OBJECTIVE:
Select every line of the data below that contains the string "wooden" and copy each one out in full.
### DATA PROVIDED ###
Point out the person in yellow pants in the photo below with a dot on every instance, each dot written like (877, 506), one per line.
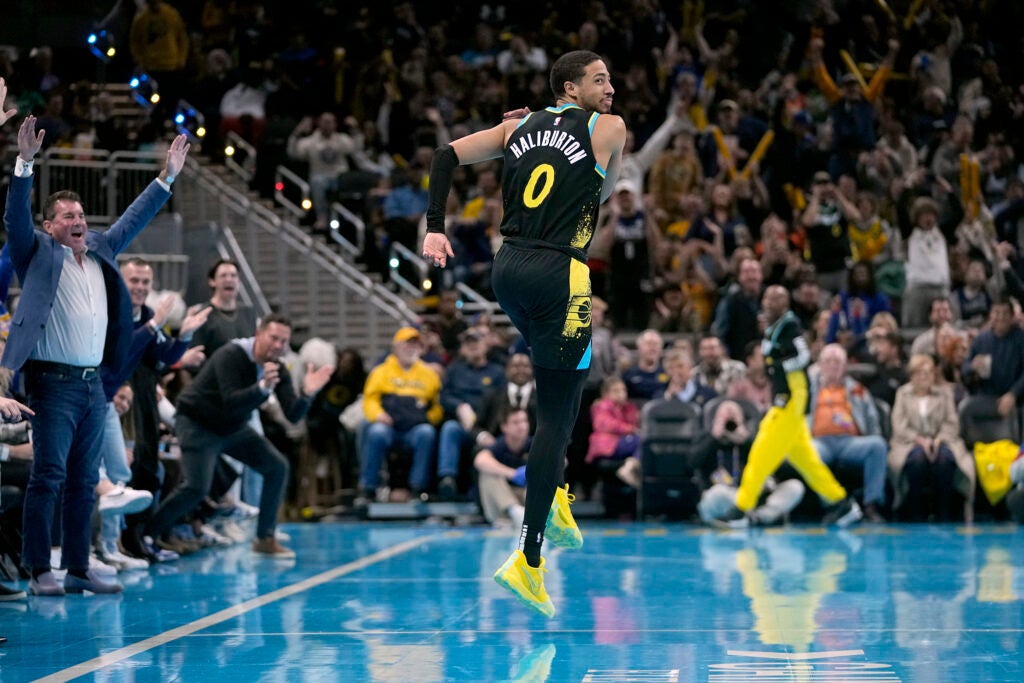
(783, 432)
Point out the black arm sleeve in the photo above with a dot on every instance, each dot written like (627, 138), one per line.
(441, 170)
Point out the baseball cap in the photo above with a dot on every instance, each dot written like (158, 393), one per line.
(406, 334)
(627, 186)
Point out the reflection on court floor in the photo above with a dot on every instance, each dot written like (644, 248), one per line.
(640, 602)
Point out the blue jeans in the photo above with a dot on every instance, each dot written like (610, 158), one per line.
(67, 431)
(115, 466)
(867, 452)
(450, 447)
(200, 451)
(380, 438)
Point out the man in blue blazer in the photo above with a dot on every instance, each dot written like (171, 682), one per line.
(74, 315)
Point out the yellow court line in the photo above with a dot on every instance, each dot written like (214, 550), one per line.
(129, 651)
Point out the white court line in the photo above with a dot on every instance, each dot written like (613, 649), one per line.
(128, 651)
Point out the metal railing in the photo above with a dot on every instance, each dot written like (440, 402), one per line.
(210, 199)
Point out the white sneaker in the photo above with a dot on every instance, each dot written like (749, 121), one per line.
(100, 567)
(123, 562)
(124, 501)
(209, 536)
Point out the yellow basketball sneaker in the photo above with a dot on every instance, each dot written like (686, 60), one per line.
(526, 583)
(561, 529)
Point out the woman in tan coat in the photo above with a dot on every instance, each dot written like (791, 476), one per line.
(927, 449)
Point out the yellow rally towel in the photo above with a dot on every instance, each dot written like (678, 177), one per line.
(992, 463)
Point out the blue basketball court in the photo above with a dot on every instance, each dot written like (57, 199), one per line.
(639, 602)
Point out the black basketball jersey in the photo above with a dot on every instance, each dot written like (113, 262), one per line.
(786, 356)
(552, 182)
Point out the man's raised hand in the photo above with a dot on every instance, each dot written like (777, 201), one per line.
(176, 156)
(9, 114)
(29, 141)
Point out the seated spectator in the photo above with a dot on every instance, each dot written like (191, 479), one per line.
(994, 366)
(755, 386)
(940, 312)
(501, 469)
(682, 384)
(645, 379)
(971, 302)
(730, 432)
(615, 432)
(855, 307)
(716, 370)
(846, 427)
(401, 403)
(466, 380)
(516, 392)
(927, 449)
(736, 315)
(953, 346)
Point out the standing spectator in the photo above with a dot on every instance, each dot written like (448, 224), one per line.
(634, 240)
(327, 152)
(69, 322)
(160, 47)
(939, 313)
(927, 449)
(846, 427)
(716, 370)
(755, 386)
(147, 340)
(682, 384)
(228, 319)
(645, 379)
(675, 174)
(825, 217)
(401, 402)
(502, 470)
(465, 382)
(995, 364)
(927, 262)
(971, 302)
(854, 308)
(213, 416)
(736, 316)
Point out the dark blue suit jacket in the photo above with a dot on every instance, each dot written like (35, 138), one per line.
(38, 261)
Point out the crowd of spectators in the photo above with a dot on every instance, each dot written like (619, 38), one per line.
(864, 155)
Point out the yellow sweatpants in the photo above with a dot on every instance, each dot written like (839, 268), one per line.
(783, 433)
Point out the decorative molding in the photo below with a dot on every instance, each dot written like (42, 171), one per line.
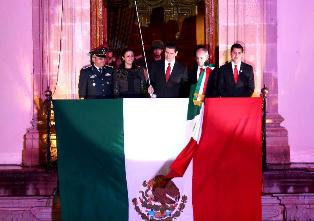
(98, 23)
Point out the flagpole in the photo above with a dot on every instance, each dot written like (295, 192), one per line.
(142, 41)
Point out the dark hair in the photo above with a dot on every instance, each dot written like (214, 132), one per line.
(125, 50)
(171, 45)
(237, 45)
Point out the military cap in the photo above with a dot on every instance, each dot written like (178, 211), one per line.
(157, 44)
(99, 52)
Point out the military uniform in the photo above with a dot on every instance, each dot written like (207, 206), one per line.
(96, 84)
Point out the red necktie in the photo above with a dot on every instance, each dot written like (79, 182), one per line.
(168, 72)
(235, 73)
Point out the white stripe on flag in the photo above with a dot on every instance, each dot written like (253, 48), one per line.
(154, 134)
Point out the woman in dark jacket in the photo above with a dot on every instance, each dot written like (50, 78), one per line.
(129, 79)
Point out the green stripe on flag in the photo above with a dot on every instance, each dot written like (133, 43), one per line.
(193, 110)
(91, 162)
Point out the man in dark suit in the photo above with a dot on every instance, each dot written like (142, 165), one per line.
(168, 77)
(236, 78)
(202, 57)
(95, 80)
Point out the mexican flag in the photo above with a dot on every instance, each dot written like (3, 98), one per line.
(108, 152)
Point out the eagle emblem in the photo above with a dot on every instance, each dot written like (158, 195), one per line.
(161, 203)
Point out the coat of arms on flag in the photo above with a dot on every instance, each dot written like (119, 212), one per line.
(159, 204)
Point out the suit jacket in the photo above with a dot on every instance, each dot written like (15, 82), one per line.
(177, 85)
(244, 86)
(212, 83)
(94, 84)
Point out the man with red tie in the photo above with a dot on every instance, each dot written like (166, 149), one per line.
(236, 78)
(202, 57)
(168, 77)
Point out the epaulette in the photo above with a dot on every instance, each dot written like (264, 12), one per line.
(87, 66)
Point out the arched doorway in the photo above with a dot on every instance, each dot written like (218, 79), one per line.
(187, 23)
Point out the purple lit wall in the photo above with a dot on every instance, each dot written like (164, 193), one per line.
(295, 51)
(16, 62)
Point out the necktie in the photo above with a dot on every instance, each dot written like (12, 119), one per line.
(201, 71)
(168, 72)
(235, 73)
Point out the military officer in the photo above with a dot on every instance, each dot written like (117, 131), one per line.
(96, 79)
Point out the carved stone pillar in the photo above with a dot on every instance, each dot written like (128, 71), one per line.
(211, 29)
(32, 143)
(253, 23)
(278, 151)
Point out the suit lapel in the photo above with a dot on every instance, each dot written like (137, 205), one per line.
(173, 71)
(230, 73)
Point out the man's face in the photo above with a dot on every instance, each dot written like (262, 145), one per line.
(236, 55)
(201, 58)
(98, 61)
(157, 52)
(170, 54)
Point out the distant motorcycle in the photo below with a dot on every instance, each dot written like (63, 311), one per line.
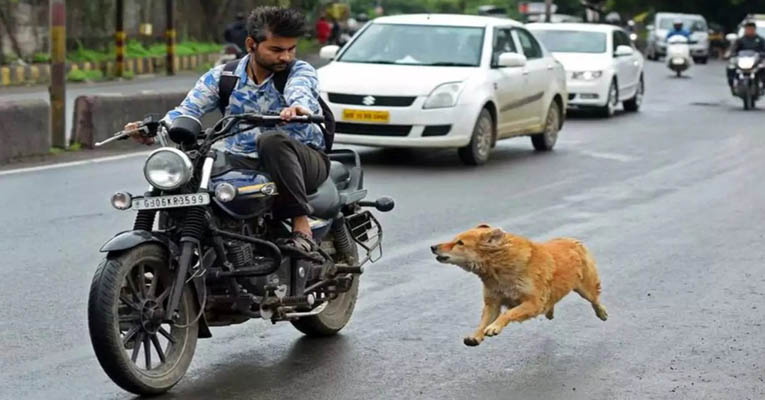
(217, 256)
(679, 57)
(746, 83)
(230, 52)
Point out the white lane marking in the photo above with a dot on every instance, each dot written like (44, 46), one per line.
(610, 156)
(74, 163)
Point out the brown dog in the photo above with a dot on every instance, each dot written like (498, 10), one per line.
(526, 277)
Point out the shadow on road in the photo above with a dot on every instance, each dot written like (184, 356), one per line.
(314, 361)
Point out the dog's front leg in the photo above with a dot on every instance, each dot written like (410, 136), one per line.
(522, 312)
(491, 309)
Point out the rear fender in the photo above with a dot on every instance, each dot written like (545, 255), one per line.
(131, 239)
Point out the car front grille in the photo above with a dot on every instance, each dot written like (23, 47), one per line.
(373, 129)
(366, 100)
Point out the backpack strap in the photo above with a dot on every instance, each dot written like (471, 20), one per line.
(226, 84)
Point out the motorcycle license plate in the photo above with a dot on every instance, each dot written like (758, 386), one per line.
(173, 201)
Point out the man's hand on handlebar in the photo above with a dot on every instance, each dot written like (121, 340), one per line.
(133, 130)
(292, 112)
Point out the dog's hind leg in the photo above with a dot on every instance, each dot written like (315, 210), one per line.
(591, 293)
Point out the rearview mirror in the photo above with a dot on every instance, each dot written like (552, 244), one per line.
(623, 51)
(328, 52)
(512, 60)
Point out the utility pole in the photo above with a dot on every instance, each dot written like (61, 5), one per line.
(170, 35)
(120, 39)
(57, 87)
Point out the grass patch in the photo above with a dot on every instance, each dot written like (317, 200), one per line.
(82, 76)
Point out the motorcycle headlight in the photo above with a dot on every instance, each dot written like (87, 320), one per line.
(746, 62)
(168, 168)
(444, 96)
(587, 75)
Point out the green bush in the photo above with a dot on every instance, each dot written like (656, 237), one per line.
(79, 75)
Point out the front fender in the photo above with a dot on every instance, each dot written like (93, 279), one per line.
(130, 239)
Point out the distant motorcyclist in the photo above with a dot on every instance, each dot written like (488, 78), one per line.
(750, 41)
(677, 29)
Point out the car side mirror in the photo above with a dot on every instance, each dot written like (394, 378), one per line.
(511, 60)
(624, 51)
(328, 52)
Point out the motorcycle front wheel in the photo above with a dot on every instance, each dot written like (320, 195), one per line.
(135, 347)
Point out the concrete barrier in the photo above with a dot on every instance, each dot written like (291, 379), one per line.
(24, 129)
(98, 117)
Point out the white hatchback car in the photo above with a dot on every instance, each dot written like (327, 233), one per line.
(448, 81)
(603, 68)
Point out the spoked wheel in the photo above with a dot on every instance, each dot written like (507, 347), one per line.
(545, 141)
(338, 310)
(613, 100)
(126, 312)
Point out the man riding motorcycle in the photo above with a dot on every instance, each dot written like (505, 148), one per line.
(294, 154)
(677, 29)
(750, 41)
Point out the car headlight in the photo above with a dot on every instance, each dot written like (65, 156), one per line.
(746, 62)
(587, 75)
(444, 96)
(168, 168)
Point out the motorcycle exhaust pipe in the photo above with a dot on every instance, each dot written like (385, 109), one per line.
(383, 204)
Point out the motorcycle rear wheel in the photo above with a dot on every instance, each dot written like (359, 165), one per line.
(136, 350)
(338, 312)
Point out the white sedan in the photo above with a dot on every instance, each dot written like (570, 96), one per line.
(603, 68)
(444, 81)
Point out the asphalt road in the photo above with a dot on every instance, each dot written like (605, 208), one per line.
(669, 200)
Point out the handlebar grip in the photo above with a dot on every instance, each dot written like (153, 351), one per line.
(316, 119)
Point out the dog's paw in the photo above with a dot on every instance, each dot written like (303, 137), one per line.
(472, 341)
(601, 313)
(493, 329)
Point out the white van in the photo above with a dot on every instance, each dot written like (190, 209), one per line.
(662, 24)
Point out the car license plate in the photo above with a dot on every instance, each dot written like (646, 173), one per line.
(380, 117)
(174, 201)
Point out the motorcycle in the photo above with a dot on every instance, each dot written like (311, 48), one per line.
(679, 57)
(230, 52)
(746, 82)
(217, 256)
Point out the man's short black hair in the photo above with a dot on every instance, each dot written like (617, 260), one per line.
(284, 22)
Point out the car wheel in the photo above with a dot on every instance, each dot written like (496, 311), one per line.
(634, 103)
(545, 141)
(613, 100)
(478, 150)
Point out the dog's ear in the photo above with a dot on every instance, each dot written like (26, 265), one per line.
(494, 238)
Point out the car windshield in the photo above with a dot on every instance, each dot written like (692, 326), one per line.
(417, 45)
(691, 24)
(560, 41)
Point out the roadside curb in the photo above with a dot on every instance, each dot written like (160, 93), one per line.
(33, 74)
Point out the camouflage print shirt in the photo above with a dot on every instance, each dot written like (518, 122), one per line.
(302, 89)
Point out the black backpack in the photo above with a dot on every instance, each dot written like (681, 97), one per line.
(228, 81)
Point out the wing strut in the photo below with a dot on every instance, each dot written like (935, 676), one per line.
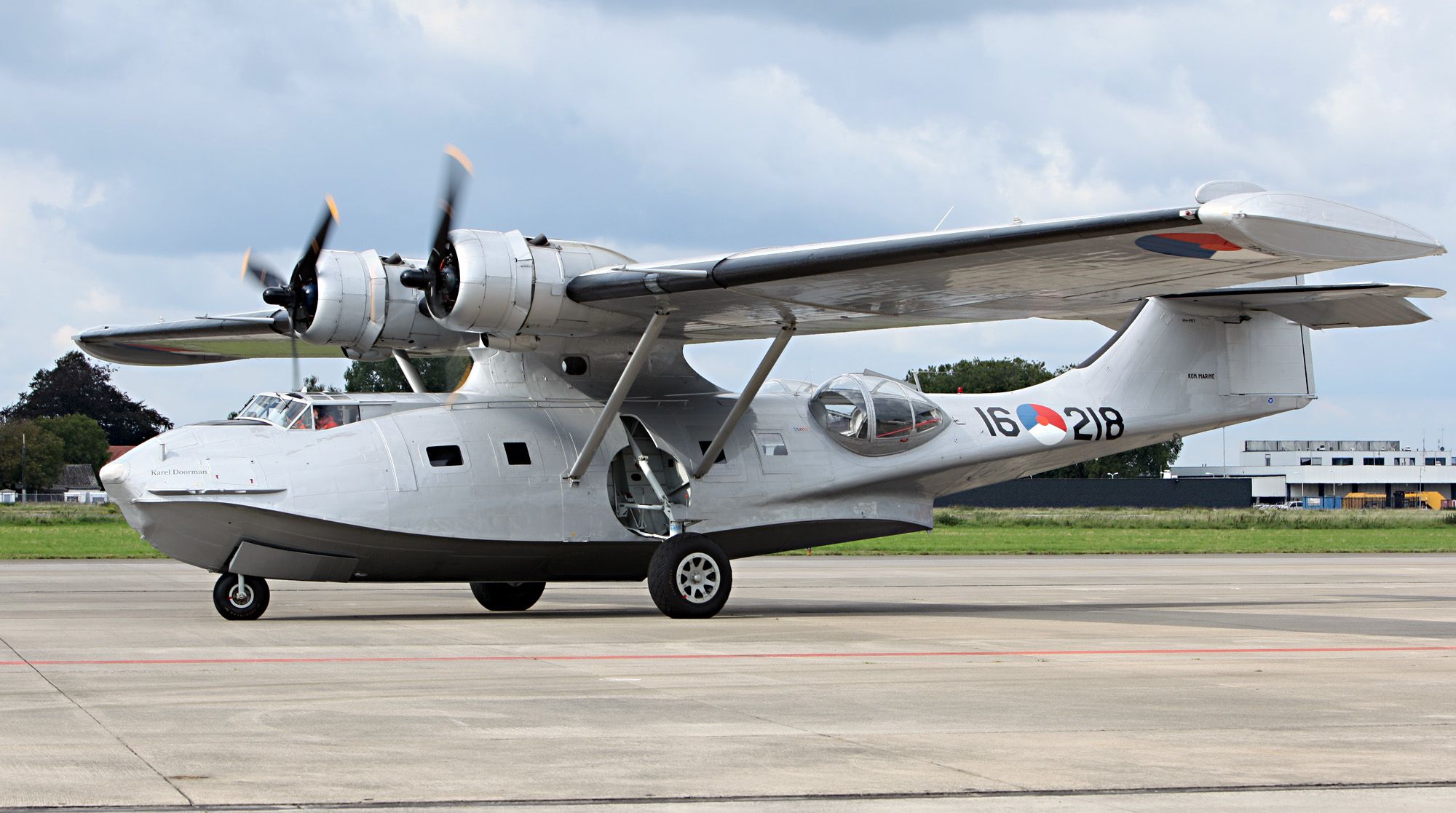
(620, 394)
(411, 372)
(745, 398)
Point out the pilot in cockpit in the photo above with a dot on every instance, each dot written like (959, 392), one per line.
(327, 417)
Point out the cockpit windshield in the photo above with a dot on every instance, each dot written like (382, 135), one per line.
(277, 410)
(876, 416)
(296, 413)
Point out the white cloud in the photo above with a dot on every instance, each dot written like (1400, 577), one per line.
(135, 175)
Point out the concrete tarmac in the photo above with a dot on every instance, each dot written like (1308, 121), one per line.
(829, 683)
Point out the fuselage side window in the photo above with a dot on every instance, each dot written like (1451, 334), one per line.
(445, 456)
(771, 445)
(518, 453)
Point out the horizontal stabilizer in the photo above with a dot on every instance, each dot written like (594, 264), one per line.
(1355, 305)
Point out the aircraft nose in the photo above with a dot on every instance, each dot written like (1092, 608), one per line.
(123, 478)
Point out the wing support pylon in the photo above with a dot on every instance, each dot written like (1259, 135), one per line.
(746, 398)
(620, 394)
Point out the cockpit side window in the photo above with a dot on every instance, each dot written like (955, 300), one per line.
(876, 416)
(841, 408)
(893, 416)
(334, 416)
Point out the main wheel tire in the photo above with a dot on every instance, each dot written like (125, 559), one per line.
(507, 596)
(244, 602)
(689, 577)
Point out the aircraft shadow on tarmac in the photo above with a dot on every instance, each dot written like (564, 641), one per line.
(1160, 614)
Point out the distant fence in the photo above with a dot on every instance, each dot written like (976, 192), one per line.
(12, 497)
(1205, 493)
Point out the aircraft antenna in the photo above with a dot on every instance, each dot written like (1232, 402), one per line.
(943, 219)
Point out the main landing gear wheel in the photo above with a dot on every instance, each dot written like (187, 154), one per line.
(507, 596)
(689, 577)
(240, 598)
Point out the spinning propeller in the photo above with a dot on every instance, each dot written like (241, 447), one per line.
(440, 277)
(298, 295)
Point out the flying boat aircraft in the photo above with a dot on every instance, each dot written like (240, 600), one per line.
(585, 448)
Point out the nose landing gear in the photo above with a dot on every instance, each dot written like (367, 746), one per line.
(240, 598)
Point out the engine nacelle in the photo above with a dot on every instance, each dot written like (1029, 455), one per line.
(510, 286)
(363, 308)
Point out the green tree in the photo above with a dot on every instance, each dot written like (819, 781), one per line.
(440, 373)
(985, 375)
(311, 384)
(1004, 375)
(84, 439)
(31, 451)
(78, 386)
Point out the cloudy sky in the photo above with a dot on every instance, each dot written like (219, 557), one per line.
(143, 146)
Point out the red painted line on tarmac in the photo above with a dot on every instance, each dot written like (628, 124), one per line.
(719, 656)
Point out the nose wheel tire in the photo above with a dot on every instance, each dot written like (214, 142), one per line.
(689, 577)
(240, 598)
(507, 596)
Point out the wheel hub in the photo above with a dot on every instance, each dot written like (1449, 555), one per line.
(698, 577)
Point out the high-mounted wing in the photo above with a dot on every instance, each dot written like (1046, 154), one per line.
(1355, 305)
(261, 334)
(1078, 269)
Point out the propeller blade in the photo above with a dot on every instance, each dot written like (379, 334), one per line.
(293, 341)
(321, 235)
(261, 273)
(458, 168)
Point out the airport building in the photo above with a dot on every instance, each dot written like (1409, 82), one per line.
(1365, 471)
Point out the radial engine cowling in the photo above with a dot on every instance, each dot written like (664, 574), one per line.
(359, 305)
(502, 285)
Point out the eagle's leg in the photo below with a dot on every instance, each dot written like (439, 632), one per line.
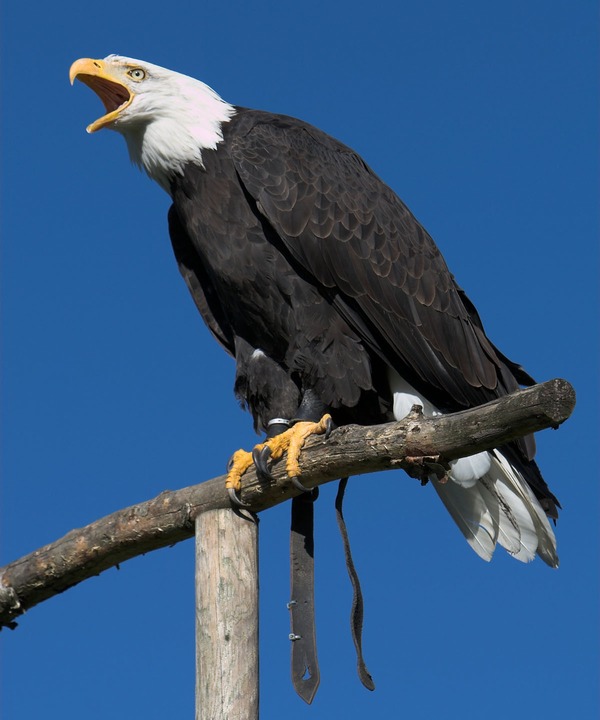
(311, 419)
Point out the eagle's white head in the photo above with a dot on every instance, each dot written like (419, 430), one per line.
(167, 118)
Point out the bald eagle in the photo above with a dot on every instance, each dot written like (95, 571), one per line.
(322, 285)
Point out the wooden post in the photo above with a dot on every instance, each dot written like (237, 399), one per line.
(226, 616)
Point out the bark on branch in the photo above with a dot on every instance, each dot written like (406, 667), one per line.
(350, 450)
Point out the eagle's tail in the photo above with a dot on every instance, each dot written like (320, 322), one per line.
(500, 508)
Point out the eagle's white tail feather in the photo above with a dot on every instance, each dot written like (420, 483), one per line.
(546, 547)
(500, 508)
(487, 497)
(472, 515)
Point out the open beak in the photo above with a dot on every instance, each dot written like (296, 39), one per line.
(114, 94)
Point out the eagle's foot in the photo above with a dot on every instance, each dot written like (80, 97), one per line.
(239, 462)
(291, 441)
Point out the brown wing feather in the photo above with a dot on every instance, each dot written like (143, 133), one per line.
(354, 235)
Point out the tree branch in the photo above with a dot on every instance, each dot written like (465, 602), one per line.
(350, 450)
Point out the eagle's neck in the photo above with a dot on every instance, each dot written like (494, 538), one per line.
(173, 134)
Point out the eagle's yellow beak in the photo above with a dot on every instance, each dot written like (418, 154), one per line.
(113, 92)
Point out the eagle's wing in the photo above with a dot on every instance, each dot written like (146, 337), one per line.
(343, 225)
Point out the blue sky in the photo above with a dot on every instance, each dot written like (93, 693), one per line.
(483, 117)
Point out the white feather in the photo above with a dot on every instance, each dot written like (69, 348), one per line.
(486, 496)
(170, 121)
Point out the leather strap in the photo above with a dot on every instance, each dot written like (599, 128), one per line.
(357, 611)
(305, 665)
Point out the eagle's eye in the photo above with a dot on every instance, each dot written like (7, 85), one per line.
(137, 74)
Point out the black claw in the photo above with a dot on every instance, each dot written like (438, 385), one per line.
(235, 499)
(329, 427)
(261, 458)
(297, 484)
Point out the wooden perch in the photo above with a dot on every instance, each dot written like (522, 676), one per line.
(350, 450)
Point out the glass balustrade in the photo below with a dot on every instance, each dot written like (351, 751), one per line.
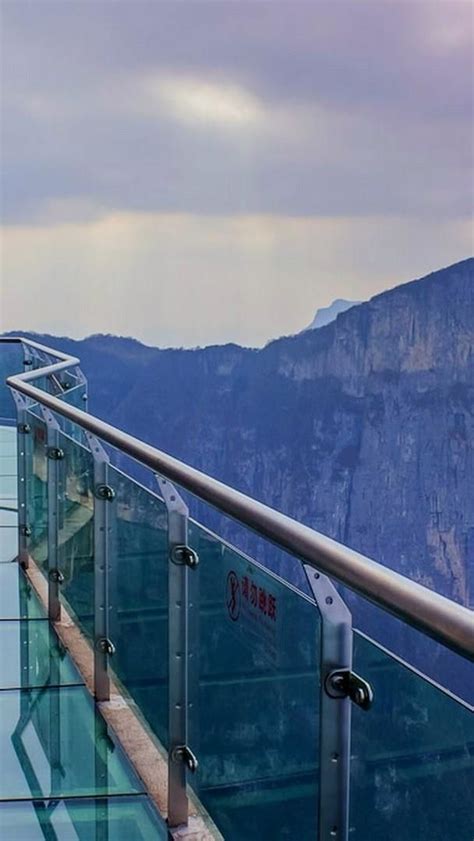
###
TASK OUTPUT:
Point out the wooden post in the photo above with a dot on every instance, each dot written like (237, 399), one per line.
Point out the wooden perch in the photo above with a dot on every instance, each dot written like (522, 676), one per line.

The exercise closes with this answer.